- **Provided data**
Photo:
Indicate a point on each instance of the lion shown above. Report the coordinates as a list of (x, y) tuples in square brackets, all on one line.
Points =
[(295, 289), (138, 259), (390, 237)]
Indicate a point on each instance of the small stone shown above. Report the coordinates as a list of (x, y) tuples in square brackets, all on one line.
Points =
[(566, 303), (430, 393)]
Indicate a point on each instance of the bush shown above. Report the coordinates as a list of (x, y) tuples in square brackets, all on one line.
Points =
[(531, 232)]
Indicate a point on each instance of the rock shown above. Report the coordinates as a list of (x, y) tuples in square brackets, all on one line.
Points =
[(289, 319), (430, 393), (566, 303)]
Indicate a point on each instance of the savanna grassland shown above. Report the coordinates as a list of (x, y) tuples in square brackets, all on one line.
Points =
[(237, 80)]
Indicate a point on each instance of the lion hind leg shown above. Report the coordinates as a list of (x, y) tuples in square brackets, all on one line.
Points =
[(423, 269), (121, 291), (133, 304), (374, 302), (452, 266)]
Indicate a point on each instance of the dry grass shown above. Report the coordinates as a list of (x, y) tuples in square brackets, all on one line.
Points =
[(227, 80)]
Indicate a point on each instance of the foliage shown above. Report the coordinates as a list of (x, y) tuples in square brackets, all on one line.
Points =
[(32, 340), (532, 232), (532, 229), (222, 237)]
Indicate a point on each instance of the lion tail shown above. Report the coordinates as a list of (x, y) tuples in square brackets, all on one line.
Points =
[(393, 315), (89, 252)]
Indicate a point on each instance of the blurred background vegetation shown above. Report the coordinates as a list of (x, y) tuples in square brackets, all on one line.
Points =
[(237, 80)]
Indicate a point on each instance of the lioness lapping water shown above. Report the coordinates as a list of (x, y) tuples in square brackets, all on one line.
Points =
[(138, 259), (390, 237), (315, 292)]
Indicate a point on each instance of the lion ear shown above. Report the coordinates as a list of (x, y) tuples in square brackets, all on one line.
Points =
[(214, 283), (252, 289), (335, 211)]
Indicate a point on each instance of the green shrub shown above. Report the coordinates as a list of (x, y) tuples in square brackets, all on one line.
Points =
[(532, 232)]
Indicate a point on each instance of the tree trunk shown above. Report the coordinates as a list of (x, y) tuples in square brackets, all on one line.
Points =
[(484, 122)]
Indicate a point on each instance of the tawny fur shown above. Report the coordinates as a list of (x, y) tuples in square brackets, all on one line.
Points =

- **Goal**
Arrange every line of the entries above as a JSON list of strings, one string per line, and omit any blank lines.

- **Response**
[
  "Photo:",
  "Indicate a point on each instance of the lion shown above. Report the coordinates as a list of (x, y) tuples in square brackets, all on one line.",
  "Points =",
  "[(295, 289), (138, 259), (390, 237)]",
  "Indicate a point on each instance of the small stone shown above. Report the coordinates as a list of (x, y) tuples in square brackets, all on one line.",
  "Points =",
  "[(566, 303), (430, 393)]",
  "Indicate a point on each instance of the bush shown above. Report the coordinates as a list of (x, y) tuples in square brackets, all on one line.",
  "Points =",
  "[(531, 232)]",
  "Indicate a point on each instance of the rock shown above. Report the coordinates as a list of (x, y) tuples in square brackets, all on one line.",
  "Points =",
  "[(289, 319), (430, 393), (566, 303)]",
  "Indicate a point on each instance of the savanna grassland shown above. Report the coordinates as a list of (x, y) tuples in square brackets, all on one line.",
  "Points =",
  "[(237, 80)]",
  "Indicate a point on each instance of the lion hind leg shown above. Report the coordinates as a list of (x, y) tuples in square brackets, all on one line.",
  "Points =",
  "[(423, 269), (121, 291), (133, 304), (374, 302), (452, 266)]",
  "Indicate a point on each instance of the dry grass shown above. Report the coordinates as a list of (x, y) tuples in square brackets, all on one line.",
  "Points =",
  "[(227, 80)]",
  "Indicate a point on each instance of the foliage shown above. Report the coordinates as a list of (x, y) tuples in square brackets, all on one line.",
  "Points =",
  "[(32, 340), (532, 232), (532, 229), (222, 237)]",
  "Indicate a point on each instance of the lion tail shown above. Report the coordinates as a list of (x, y) tuples in square brackets, all on one line.",
  "Points =",
  "[(393, 315), (89, 252)]",
  "Indicate a point on each instance of the blurred background vegetation shown above. Report the coordinates as a list of (x, y) tuples in square brackets, all on one line.",
  "Points =",
  "[(237, 80)]",
  "Indicate a point on each instance of the lioness lapping water shown above. Report the coordinates as a list of (x, y) tuples in square brackets, all on one line.",
  "Points =",
  "[(138, 259), (390, 237), (315, 292)]",
  "Indicate a point on each instance of the lion ear shown above. Report the coordinates as a list of (x, y) tuples in square brackets, all on one line.",
  "Points =",
  "[(214, 283), (252, 289), (335, 211)]",
  "Indicate a point on each instance of the green shrub shown above. Report the coordinates as a list of (x, y) tuples in square brackets, all on one line.",
  "Points =",
  "[(532, 232)]",
  "Indicate a point on each instance of the tree trunk shown above. Report the coordinates as a list of (x, y) tuples in square brackets, all on one line.",
  "Points =",
  "[(484, 122)]",
  "Indicate a point on each instance of the tawny fur shown above. Report the coordinates as a list of (x, y) tuples in square brackets, all on one line.",
  "Points ="
]